§ TEXT SHOWN
************

As the owner of a beautiful house and a great estate, now scattered with fine churches, it soon became clear that Tatton would need someone to hand them all on to, especially since he was nearing fifty. His introverted character, however, did not make the path of finding a wife a smooth one, and when he did finally get married it was to a girl who was thrust upon him. Christina Anne Jessica Cavendish-Bentinck was the daughter of George ‘Little Ben’ 4Cavendish-Bentinck, Tory MP for Whitehaven, and a younger son of the fourth Duke of Portland. Though Jessie, as she was known, was no beauty, having too square a jaw, she was certainly handsome, with large, dark eyes, a sensual mouth and curly hair which she wore up. She was intelligent and high-spirited, and had political opinions, which at once set her apart from the average upper-class girl. She also loved art, a passion that may have had its roots in her having sat aged five for George Frederick Watts’s painting Mrs George Augustus Frederick Cavendish-Bentinck and Her Children . She later developed a talent for drawing, and her hero was John Ruskin, whom she had met and become infatuated with, while travelling with her family in Italy in 1869.

************

§ Stored entries

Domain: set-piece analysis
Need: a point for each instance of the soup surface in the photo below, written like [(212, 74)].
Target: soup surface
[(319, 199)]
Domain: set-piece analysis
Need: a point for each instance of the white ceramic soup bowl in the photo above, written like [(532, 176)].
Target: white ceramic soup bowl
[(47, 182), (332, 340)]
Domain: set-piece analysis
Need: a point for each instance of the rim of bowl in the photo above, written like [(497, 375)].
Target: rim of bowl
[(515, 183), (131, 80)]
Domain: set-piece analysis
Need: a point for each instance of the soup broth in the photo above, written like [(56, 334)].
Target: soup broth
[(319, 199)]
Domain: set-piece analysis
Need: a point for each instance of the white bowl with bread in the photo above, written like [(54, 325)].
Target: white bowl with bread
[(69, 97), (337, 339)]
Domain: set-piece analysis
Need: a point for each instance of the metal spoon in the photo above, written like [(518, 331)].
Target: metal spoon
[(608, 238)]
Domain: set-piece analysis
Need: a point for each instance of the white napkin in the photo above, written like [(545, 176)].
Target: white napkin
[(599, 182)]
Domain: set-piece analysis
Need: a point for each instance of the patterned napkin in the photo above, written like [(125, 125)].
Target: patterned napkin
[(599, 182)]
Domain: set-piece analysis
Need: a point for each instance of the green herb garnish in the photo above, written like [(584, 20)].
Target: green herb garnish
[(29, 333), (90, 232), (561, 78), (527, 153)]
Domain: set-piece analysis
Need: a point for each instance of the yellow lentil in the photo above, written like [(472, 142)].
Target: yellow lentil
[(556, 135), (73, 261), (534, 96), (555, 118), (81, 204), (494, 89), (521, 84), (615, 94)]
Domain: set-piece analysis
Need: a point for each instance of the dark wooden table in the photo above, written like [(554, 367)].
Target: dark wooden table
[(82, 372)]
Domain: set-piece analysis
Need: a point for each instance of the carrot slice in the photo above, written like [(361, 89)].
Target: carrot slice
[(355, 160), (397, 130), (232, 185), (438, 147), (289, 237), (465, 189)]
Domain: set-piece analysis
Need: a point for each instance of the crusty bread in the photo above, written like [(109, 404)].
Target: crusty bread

************

§ ACTIVITIES
a - According to the passage about Tatton's marriage, in what country was Jessie traveling with her family when she met John Ruskin?
b - Continue the passage about Tatton's marriage from its final sentence.

§ TASK RESULTS
a - Italy.

b -
Jessie’s mother, Prudence Penelope Cavendish-Bentinck, was a formidable woman of Irish descent who went by the nickname of ‘Britannia’. From the very moment Jessie had become of marriageable age, she was determined to net her daughter a rich and influential husband. According to family legend the pair of them were travelling through Europe in the spring of 1874 when, as they were passing through Bavaria, Jessie became mysteriously separated from the party. Faced with the unwelcome prospect of spending the night alone, she was obliged to turn for help to the middle-aged bachelor they had just befriended, Sir Tatton Sykes. He, quite correctly, made sure that she was looked after, and, the following morning, escorted her to the station to catch the train to join up with her family. However, when she finally met up with them, her mother feigned horror at the very thought of her daughter having been left unchaperoned overnight in the company of a man they barely knew. As soon as she was back in London, Britannia summoned the hapless Tatton to the family house at no. 3 Grafton Street and accused him of compromising her daughter. It was a shrewd move, for Tatton, to whom the idea of any kind of scandal was anathema, agreed at once to an engagement, to be followed by the earliest possible wedding.